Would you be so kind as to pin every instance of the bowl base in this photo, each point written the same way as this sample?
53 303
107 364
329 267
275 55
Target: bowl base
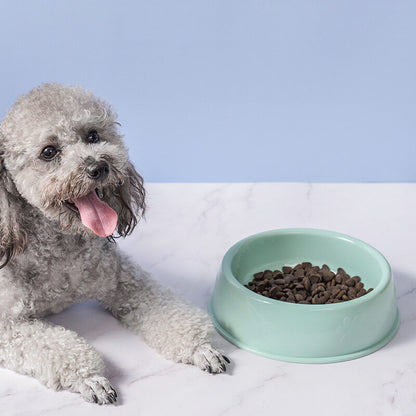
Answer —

Required task: Quote all the entries above verbatim, omitting the pictures.

Exercise answer:
Would you be so kind as to pin every instance of the bowl base in this photo, each point written the same way as this sample?
53 303
107 364
329 267
275 55
Target: bowl base
Answer —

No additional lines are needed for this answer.